TASK:
Copy the stretch of rows from the line containing "Category: shrub in pot" through the end of the rows, both ends included. Omit any pictures from your copy.

Position identification records:

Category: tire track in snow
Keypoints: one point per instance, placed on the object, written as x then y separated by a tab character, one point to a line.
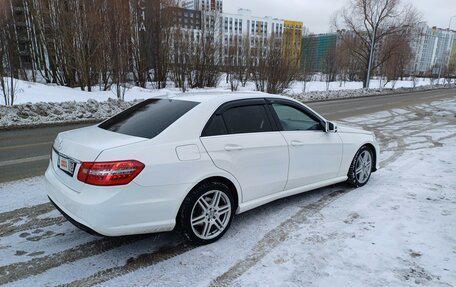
275	237
27	218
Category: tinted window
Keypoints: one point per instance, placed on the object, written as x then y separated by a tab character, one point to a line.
215	127
247	119
149	118
293	119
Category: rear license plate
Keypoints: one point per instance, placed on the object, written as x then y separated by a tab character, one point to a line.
66	164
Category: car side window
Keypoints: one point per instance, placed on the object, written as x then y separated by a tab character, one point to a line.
293	119
247	119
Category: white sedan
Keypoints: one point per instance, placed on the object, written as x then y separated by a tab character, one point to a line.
195	161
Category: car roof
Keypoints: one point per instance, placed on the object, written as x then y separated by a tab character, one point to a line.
220	97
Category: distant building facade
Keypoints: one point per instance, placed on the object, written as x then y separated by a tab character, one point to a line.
237	28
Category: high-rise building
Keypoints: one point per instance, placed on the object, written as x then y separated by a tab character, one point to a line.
432	48
204	5
292	40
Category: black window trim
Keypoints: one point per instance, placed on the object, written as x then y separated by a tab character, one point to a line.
241	103
297	106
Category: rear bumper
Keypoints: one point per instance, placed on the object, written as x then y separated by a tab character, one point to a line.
119	211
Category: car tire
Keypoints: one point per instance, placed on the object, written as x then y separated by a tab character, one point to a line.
361	167
206	213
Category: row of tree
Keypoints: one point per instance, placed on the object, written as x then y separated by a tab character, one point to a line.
114	44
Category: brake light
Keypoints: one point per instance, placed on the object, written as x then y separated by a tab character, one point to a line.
109	173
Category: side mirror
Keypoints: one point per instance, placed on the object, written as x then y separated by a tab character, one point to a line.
331	127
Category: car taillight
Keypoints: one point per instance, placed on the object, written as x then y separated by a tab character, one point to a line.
109	173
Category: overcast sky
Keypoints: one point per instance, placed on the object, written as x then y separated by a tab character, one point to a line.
316	14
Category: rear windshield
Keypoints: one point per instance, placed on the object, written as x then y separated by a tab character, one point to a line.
149	118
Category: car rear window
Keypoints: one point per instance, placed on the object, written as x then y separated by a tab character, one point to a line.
149	118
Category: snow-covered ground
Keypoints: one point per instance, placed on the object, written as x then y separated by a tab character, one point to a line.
399	230
38	104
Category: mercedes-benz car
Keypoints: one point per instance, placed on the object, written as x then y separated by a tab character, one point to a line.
194	161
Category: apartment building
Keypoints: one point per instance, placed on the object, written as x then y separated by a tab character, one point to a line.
315	48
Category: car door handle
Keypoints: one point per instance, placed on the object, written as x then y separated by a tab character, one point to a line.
297	143
232	147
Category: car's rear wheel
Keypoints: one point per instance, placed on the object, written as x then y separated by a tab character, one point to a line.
361	167
206	213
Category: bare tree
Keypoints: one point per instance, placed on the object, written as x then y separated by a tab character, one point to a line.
9	53
371	22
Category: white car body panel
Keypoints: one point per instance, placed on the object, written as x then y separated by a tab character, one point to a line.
259	175
262	167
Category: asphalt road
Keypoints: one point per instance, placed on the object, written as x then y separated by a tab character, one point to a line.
25	152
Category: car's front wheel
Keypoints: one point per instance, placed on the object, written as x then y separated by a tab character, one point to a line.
206	213
361	167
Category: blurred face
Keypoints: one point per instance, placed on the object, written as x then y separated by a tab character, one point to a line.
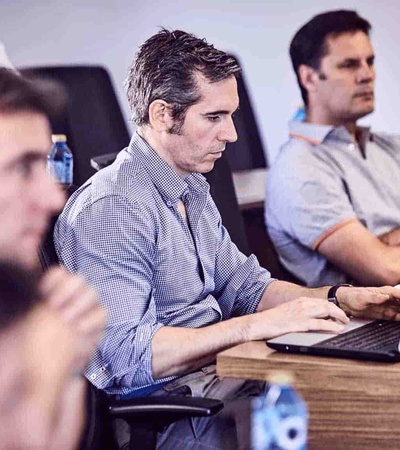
344	90
28	197
207	127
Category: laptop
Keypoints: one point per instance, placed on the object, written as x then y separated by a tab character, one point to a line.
375	340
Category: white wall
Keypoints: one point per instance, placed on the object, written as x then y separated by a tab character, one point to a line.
258	31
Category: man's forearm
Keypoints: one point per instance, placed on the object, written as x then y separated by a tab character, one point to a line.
279	292
70	420
177	350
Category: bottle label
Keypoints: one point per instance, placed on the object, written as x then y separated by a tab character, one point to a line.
272	430
61	171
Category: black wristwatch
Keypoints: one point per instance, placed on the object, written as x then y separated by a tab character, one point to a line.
332	293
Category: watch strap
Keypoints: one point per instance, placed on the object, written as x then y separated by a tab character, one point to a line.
332	293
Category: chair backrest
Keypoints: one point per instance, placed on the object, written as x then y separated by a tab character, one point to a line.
247	152
93	121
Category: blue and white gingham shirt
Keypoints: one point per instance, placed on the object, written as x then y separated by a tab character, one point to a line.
122	231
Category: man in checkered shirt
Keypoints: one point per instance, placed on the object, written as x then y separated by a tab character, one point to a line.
147	235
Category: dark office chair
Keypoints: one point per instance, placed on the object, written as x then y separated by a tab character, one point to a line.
247	152
92	121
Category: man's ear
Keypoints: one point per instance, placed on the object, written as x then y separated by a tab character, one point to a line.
160	116
308	77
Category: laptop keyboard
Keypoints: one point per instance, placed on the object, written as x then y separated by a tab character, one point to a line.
378	335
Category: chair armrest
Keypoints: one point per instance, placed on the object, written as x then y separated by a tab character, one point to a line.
99	162
159	409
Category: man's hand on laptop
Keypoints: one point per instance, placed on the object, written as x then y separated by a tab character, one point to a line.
372	302
78	305
302	314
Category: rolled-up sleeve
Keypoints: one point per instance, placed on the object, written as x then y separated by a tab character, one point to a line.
115	255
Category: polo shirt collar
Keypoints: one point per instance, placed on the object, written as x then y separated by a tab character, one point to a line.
315	134
170	185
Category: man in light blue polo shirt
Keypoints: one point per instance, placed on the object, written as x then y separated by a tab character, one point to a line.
333	197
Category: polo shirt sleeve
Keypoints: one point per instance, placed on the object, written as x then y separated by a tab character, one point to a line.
307	199
111	243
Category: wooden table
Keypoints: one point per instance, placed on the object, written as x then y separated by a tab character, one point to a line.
352	404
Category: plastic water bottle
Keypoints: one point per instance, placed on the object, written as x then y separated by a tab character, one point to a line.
279	417
60	161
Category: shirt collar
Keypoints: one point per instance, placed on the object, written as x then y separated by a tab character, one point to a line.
167	181
315	134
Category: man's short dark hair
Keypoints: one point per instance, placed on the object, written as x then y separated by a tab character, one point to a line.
18	293
165	67
309	44
19	94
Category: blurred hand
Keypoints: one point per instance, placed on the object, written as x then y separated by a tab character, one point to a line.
77	304
391	238
302	314
372	302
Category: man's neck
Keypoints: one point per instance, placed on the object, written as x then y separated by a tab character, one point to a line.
351	126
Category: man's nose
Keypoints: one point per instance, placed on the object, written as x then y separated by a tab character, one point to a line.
228	133
50	197
366	73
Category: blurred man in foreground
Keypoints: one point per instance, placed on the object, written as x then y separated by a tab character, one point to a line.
61	332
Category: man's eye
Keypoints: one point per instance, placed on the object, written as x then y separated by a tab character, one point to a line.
24	168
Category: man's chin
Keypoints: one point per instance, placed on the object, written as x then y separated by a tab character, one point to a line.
362	112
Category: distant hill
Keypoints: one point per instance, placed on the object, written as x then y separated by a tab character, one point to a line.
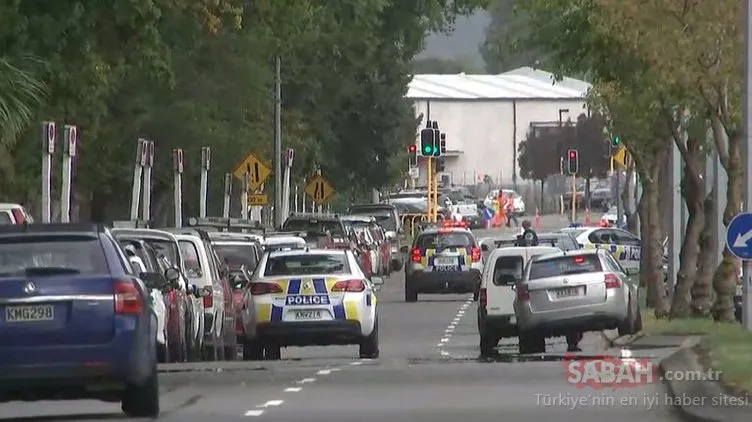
464	41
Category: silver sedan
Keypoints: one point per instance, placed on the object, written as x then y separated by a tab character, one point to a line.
574	292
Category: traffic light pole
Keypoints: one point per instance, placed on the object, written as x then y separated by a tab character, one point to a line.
574	197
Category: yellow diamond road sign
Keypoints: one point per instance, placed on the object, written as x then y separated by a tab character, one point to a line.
257	170
319	189
258	199
622	157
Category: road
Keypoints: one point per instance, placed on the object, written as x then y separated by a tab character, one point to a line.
428	371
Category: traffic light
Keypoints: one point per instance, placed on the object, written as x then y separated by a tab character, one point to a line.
436	140
426	142
412	155
573	161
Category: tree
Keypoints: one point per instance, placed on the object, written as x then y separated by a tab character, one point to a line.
691	48
567	31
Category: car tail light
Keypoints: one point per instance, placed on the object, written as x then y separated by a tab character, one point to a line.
416	255
258	289
18	215
352	286
209	299
523	293
475	254
612	281
128	300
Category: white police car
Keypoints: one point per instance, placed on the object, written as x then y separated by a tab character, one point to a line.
310	297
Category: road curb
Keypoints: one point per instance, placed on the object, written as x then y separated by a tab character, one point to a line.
686	360
621	341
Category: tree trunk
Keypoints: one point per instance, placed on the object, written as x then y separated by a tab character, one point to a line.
701	299
651	257
690	250
727	273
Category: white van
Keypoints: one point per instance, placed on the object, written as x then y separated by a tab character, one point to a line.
502	269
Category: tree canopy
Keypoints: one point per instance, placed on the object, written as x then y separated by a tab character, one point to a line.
188	74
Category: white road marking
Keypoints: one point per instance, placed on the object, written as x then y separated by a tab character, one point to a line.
271	403
254	413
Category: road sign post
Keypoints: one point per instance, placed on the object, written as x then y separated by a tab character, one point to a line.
177	168
146	189
204	181
70	144
319	189
48	148
256	168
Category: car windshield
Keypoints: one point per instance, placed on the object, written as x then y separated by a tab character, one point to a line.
237	255
445	240
565	243
564	265
51	255
304	264
331	227
165	248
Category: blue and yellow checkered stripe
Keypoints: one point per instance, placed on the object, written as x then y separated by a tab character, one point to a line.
428	255
271	312
619	252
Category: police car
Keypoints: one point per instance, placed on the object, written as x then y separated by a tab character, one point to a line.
314	297
623	245
443	259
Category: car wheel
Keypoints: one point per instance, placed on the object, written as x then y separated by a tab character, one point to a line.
142	401
369	346
252	350
272	352
488	344
531	343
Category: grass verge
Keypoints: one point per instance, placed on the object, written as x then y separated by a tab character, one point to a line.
725	347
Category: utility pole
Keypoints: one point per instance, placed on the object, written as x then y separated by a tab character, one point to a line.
277	155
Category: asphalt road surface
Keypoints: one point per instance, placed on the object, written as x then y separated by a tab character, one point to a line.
429	370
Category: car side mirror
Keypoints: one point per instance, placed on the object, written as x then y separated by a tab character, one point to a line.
154	280
377	282
172	275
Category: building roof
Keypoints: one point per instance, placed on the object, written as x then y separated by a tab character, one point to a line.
522	83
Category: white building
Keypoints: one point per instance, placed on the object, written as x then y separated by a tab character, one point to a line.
486	116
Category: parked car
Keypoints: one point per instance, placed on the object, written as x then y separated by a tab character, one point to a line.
186	295
206	270
64	288
14	214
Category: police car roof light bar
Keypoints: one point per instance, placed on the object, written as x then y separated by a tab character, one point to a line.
131	224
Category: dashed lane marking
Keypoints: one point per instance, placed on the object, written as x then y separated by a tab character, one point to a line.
449	331
259	410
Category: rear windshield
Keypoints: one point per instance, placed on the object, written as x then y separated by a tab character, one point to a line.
564	265
51	255
304	264
445	240
332	227
507	270
564	243
237	255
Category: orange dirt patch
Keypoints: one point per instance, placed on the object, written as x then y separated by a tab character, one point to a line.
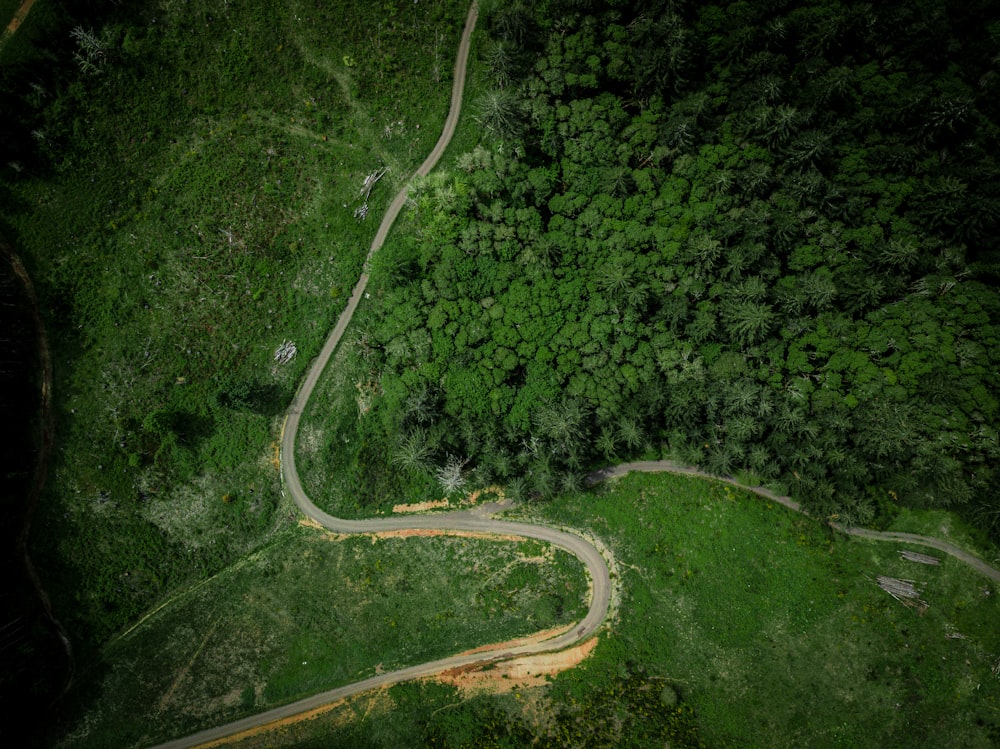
421	506
542	636
19	16
412	532
277	725
520	673
472	497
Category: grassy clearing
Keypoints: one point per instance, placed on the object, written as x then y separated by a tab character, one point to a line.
309	613
776	632
179	229
343	454
770	630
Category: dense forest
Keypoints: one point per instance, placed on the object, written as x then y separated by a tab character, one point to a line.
759	237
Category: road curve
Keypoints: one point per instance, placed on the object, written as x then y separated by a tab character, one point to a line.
467	521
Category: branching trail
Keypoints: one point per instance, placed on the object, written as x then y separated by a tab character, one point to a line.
466	521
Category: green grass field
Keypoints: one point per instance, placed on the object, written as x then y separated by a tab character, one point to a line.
179	231
310	612
771	631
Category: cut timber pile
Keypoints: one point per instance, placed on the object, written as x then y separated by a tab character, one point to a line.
904	591
914	556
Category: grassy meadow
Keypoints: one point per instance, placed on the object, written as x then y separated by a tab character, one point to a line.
180	230
309	612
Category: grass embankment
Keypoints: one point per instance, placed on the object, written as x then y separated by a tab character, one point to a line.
189	206
345	461
768	629
311	612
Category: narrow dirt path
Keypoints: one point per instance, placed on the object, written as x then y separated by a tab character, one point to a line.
669	466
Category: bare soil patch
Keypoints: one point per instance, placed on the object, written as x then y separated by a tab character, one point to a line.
520	673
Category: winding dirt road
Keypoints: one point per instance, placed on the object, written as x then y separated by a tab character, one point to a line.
477	522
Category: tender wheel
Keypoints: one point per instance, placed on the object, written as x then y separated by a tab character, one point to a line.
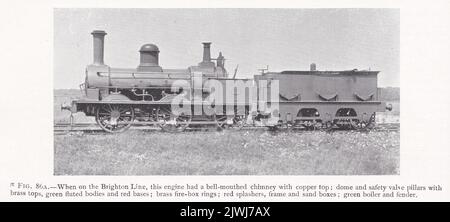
170	122
115	118
237	122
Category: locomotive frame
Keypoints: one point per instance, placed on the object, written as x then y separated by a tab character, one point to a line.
120	98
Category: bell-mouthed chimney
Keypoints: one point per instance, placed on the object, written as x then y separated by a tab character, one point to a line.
312	67
99	43
207	55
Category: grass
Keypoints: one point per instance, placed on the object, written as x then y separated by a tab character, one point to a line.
228	153
224	153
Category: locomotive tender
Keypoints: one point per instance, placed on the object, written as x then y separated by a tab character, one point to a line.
149	94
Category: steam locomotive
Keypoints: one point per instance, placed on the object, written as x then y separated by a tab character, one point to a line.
206	94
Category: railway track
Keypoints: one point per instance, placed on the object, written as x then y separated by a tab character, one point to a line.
92	128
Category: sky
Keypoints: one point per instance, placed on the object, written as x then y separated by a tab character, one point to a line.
283	39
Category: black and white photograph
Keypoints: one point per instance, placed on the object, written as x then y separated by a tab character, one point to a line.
226	91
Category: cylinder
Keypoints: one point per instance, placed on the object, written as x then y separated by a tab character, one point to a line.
99	42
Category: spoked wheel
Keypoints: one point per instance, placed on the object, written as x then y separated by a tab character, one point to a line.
364	125
328	125
224	122
359	124
115	118
170	122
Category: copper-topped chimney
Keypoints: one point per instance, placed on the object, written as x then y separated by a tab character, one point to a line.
206	55
99	42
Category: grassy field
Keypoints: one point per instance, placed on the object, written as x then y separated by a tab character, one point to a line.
254	152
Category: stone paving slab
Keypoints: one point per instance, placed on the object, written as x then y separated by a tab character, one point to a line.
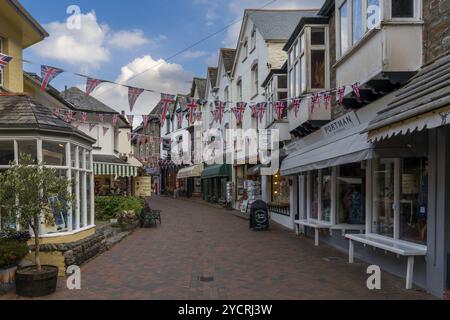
197	242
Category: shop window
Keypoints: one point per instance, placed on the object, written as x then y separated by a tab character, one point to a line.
6	152
414	200
351	183
280	190
54	153
402	8
28	148
325	208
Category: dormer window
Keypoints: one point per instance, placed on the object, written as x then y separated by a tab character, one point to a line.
308	58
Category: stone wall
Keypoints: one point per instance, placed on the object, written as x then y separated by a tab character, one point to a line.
436	34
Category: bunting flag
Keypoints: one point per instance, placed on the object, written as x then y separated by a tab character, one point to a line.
327	99
280	107
166	100
220	109
179	119
4	60
192	106
133	95
115	119
239	111
356	91
48	74
340	95
92	84
297	106
261	108
315	100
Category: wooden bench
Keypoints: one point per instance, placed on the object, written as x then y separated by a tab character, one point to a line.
316	225
399	247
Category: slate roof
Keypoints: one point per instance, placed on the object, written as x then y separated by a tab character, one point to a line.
427	91
228	56
20	111
212	74
82	102
277	24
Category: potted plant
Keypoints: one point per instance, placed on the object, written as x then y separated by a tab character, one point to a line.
28	190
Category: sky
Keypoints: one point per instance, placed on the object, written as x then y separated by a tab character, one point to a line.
117	40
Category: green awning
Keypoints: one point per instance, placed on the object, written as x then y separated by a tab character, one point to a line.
217	171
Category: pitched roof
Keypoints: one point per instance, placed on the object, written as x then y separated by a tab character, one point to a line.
228	56
212	75
427	91
82	102
277	24
20	111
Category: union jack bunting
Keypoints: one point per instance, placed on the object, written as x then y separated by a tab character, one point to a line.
239	111
192	106
341	94
4	60
133	95
220	109
297	106
327	99
261	109
315	100
130	119
280	107
92	84
166	100
115	119
356	91
48	74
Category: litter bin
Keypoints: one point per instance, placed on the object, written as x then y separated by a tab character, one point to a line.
259	216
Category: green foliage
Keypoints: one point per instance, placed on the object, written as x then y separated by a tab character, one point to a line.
112	207
11	253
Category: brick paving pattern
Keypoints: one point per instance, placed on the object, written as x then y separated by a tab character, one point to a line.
197	242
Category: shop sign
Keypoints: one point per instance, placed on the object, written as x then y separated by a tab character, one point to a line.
346	122
143	186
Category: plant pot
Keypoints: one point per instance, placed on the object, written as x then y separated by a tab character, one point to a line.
7	278
31	284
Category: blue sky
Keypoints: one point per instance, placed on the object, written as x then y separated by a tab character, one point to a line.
119	39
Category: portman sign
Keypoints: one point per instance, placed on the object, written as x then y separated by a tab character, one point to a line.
348	121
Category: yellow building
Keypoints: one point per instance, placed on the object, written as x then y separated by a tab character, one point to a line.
18	31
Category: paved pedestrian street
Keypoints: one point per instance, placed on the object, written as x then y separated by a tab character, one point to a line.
201	252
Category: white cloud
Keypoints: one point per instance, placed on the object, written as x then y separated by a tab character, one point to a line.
127	39
90	45
161	77
195	54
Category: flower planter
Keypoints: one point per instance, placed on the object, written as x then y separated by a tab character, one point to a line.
7	279
31	284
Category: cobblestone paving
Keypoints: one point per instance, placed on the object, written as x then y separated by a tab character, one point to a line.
197	242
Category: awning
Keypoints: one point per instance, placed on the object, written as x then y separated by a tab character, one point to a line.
190	172
112	169
217	171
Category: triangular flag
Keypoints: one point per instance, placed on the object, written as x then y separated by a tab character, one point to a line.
133	95
48	74
92	84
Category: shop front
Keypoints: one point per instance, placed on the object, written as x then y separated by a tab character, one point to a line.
214	183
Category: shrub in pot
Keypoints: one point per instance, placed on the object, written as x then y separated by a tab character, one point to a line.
27	190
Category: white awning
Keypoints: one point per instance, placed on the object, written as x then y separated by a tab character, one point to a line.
190	172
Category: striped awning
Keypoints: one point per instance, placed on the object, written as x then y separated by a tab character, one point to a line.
111	169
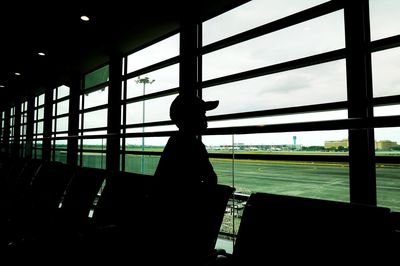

ANSWER TO THE TASK:
Category: shrub in pot
Keypoints: one point per instance, placed on the object, written as x then y separated by a tab character, one point to a line.
27	190
Category: white awning
Keypoints: one point per instance, placed on the object, written as x then y separated by a tab character, one point to a line.
190	172
Category: striped awning
Keypoints: one point per instance, placed on the object, written as x then y separated by a tab character, one point to a line.
111	169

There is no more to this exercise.